Your goal — Restate the opening lines of the material below word for word, stopping after the line that contains "box: [124, 228, 364, 369]".

------------------------------

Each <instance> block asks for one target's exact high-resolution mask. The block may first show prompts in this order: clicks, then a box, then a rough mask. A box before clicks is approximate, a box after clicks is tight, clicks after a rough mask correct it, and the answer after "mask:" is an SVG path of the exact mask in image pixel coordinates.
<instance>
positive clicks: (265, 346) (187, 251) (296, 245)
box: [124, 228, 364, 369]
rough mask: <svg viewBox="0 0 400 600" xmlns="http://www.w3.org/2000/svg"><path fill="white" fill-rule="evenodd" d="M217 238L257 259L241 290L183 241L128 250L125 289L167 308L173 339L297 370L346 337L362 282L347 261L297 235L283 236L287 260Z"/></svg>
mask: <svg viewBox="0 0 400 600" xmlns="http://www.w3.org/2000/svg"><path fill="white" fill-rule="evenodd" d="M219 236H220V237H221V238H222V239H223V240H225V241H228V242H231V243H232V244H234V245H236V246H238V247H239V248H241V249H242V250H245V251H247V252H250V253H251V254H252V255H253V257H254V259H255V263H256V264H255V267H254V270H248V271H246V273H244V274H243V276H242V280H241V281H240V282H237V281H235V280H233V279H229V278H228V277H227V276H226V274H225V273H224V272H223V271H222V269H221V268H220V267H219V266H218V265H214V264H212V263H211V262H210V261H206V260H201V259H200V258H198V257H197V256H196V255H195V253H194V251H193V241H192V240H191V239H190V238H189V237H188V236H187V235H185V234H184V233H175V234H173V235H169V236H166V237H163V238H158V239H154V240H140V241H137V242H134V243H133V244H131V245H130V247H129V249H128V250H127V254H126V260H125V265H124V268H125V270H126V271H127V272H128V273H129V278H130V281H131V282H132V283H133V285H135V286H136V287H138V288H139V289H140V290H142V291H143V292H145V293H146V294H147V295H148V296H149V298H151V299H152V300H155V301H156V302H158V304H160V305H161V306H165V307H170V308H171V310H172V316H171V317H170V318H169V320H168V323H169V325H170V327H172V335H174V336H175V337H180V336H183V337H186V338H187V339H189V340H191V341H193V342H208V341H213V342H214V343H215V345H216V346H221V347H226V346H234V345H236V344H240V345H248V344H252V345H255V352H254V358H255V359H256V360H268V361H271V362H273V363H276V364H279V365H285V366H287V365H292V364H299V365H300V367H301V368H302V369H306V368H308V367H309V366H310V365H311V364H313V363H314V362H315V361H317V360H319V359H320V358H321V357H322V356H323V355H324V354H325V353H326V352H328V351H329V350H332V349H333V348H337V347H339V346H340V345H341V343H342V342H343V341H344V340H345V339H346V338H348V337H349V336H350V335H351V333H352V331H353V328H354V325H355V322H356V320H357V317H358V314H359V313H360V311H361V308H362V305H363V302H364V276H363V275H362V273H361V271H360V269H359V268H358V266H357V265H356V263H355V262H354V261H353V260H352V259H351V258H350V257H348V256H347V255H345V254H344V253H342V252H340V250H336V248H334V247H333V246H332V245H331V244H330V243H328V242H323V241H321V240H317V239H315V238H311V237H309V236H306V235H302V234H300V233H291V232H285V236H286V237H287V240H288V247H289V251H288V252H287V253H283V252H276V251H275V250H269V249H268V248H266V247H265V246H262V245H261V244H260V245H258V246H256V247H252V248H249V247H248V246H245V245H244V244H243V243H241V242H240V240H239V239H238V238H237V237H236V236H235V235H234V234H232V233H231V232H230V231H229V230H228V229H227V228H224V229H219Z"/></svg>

------------------------------

Written answer —
Each <instance> block asks for one target's exact high-resolution mask. The block may first show prompts in this order: clicks, then a box, then a rough mask. A box before clicks is approximate, a box after clicks is tight, clicks after a rough mask correct it, and the answer after "mask:" is an SVG path of the exact mask in image pixel coordinates.
<instance>
positive clicks: (265, 346) (187, 251) (296, 245)
box: [124, 228, 364, 369]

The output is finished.